*WHAT TO WORK ON*:
Carry on the proof about even and odd parts of a function from its last line, O(-x) = f(-x) - E(x).

*PROVIDED TEXT*:
☆ ☆ ☆ ☆ ☆
We'll calculate E(-x) and we'll check if replacing x by -x, we'll get the function E(x).

E(-x) = [f(-x) + f(-(-x))]/2

E(-x) = [f(-x) + f(x)]/2

Since the addition from numerator is commutative, then E(-x) = E(x), therefore the function E(x) is even.

Let the odd function be O(x) = f(x) - E(x)

An odd function must respect the constraint O(-x) = -O(x).

We'll replace x by -x within the expression of O(x).

O(-x) = f(-x) - E(-x)

But E(-x) = E(x) => O(-x) = f(-x) - E(x)
☆ ☆ ☆ ☆ ☆
*PROVIDED MATERIAL*:

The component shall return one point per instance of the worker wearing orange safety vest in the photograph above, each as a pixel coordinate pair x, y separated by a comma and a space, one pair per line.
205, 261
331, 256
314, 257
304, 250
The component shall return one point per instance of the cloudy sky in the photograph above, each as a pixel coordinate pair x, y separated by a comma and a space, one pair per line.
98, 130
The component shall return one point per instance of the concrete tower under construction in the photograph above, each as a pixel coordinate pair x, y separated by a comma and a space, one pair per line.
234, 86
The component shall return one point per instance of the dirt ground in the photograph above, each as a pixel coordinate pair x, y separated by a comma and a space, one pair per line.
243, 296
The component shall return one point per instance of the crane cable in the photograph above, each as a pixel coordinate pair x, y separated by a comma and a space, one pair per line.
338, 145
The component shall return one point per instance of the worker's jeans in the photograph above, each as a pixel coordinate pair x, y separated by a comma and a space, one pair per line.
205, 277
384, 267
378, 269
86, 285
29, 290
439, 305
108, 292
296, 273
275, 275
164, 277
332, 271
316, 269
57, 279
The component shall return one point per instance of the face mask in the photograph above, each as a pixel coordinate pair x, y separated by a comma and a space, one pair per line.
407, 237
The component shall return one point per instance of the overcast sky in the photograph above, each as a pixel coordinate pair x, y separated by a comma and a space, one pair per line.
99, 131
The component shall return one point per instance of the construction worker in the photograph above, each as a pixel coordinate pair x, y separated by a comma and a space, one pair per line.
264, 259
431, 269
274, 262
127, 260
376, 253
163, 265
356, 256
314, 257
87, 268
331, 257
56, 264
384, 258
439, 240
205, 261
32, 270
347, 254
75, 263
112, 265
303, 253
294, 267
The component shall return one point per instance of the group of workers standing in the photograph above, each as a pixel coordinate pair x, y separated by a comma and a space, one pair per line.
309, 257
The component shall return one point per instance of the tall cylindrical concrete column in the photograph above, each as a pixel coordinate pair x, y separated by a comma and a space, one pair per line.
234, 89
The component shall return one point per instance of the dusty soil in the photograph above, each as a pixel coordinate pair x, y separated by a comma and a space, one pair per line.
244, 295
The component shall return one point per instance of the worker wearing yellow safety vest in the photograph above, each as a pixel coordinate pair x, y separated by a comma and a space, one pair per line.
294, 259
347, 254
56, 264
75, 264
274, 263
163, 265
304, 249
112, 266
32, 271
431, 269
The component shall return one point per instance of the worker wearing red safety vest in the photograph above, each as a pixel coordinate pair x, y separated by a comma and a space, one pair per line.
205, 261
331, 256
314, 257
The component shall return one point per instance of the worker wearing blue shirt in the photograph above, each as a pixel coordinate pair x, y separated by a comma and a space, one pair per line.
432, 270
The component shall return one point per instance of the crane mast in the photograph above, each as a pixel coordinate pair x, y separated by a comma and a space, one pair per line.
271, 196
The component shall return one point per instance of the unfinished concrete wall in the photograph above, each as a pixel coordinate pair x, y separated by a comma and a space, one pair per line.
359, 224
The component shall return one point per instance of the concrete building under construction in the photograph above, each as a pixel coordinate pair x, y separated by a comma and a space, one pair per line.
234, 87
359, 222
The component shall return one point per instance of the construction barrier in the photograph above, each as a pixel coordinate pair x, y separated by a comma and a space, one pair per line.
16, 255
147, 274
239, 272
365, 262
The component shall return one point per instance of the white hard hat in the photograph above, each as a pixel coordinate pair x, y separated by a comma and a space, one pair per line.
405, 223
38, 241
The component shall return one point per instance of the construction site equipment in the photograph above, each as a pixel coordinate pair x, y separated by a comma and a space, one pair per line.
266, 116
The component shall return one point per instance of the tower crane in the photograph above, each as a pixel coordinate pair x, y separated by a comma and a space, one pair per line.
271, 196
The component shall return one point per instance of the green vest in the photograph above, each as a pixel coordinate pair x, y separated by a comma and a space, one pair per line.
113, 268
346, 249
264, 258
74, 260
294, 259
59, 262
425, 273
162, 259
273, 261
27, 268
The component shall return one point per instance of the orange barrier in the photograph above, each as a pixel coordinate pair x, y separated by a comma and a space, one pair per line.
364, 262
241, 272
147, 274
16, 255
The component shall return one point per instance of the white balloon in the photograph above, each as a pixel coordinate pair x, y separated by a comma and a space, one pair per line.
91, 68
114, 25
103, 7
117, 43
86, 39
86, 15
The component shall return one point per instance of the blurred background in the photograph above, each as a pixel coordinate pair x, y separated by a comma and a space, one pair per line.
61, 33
☆ ☆ ☆ ☆ ☆
*TASK RESULT*:
We'll replace E(x):

O(-x) = f(-x) - f(x)/2 - f(-x)/2

O(-x) = [2f(-x) - f(x)]/2 - f(x)/2

O(-x) = f(-x)/2 - f(x)/2 (1)

-O(x) = E(x) - f(x)

-O(x) = (f(x)+f(-x))/2 - f(x)

-O(x) = f(-x)/2 - f(x)/2 (2)

We notice that the expressions (1) and (2) are equal, therefore O(-x) = O(x), so the function O(x) is odd.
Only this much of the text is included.